Exercises to complete:
A - Answer these questions using the article on Florida's medical cannabis licenses.
(i) How many new prospective operators in Florida are waiting on licenses?
(ii) How many pages long is the proposed order filed Feb. 6 by the winning applicants?
(iii) How many of the chosen applicants received bonuses for the citrus preference?
B - From the article on Florida's medical cannabis licenses, extract the passage starting with "Savchenko, who is" and going on through "their final orders.".

Reading text:
"""

It looks like Florida’s 22 new prospective operators will have to wait until the summer before they might finally get the licenses they have been waiting on for three years.
“At this stage, all parties involved in the administrative litigation have submitted their proposed recommended orders to the Administrative Law Judge,” said Attorney Paula Savcheno, founder of Cannacore Group. “We anticipate that final orders and the long-awaited issuance of licenses will occur in June or July of this year.”
Savchenko, who is representing at least one of the 13 applicants who appealed after they were not selected, noted that she expects the administrative law judge to issue her recommended order in April, which will be followed by the Florida Department of Health issuing their final orders.
Each of the appellants challenged their scores for a variety of reasons, such as claiming that financial material was incorrectly considered or that applicants were improperly denied a so-called “citrus preference,” which gives additional points to applicants who seek to convert a citrus processing facility for use in the medical cannabis market. Two of the chosen applicants received bonuses for the so-called citrus preference.
“No petitioner demonstrated that their application was qualitatively better than those preliminarily selected by the Department,” said the 64-page proposed order, filed Feb. 6 by the winning applicants, as interveners in the case.
The individual appellants all filed their own proposed orders, but most of them were deemed confidential by the court and were not publicly available, while others were heavily redacted.
The state’s Office of Medical Marijuana Use did not respond to multiple requests for comment.

"""

Provided records:

"""

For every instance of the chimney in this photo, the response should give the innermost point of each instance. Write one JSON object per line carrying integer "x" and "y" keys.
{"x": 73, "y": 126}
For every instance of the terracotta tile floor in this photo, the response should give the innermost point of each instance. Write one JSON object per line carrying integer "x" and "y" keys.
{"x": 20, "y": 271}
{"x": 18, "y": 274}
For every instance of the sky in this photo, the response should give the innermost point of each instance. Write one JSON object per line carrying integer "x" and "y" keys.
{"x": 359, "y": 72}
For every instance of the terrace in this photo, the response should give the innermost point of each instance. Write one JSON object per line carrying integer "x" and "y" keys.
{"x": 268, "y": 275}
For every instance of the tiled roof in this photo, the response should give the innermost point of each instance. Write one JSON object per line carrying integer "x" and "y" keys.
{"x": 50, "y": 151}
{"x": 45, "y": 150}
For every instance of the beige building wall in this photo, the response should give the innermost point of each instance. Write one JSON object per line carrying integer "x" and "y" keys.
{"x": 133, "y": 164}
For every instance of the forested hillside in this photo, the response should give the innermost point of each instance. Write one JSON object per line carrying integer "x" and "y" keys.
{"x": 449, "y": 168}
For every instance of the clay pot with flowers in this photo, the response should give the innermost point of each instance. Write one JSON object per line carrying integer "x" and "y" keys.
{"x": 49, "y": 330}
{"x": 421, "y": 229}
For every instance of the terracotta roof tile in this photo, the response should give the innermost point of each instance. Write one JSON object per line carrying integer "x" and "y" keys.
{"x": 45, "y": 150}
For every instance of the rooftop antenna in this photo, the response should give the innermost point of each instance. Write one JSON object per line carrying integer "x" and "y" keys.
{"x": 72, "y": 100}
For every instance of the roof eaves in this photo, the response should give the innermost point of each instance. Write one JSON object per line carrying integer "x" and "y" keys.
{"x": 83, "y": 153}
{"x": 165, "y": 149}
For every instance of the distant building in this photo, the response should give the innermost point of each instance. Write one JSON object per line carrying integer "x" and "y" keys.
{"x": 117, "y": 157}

"""
"""

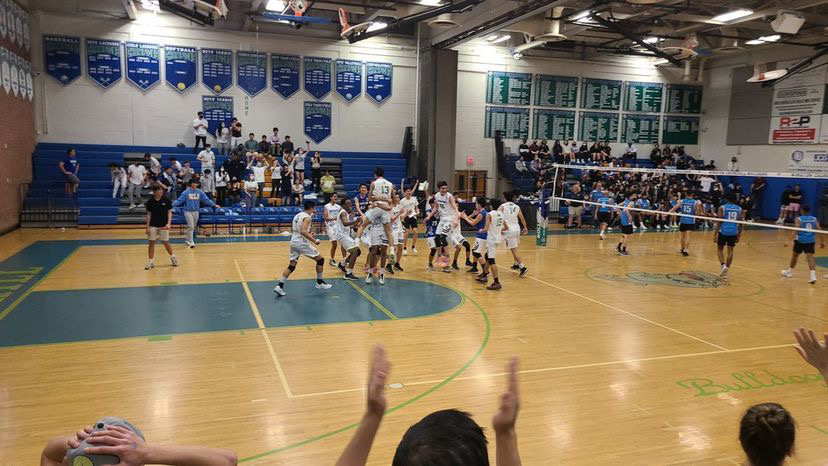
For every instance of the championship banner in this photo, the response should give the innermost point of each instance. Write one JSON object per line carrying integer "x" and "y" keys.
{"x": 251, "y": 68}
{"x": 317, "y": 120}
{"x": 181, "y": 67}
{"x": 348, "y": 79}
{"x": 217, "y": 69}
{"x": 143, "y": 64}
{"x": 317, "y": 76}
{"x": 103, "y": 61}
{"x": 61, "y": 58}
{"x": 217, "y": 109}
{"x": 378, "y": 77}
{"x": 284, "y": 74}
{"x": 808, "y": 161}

"""

Answer list:
A -
(i) 22
(ii) 64 pages
(iii) Two

B -
Savchenko, who is representing at least one of the 13 applicants who appealed after they were not selected, noted that she expects the administrative law judge to issue her recommended order in April, which will be followed by the Florida Department of Health issuing their final orders.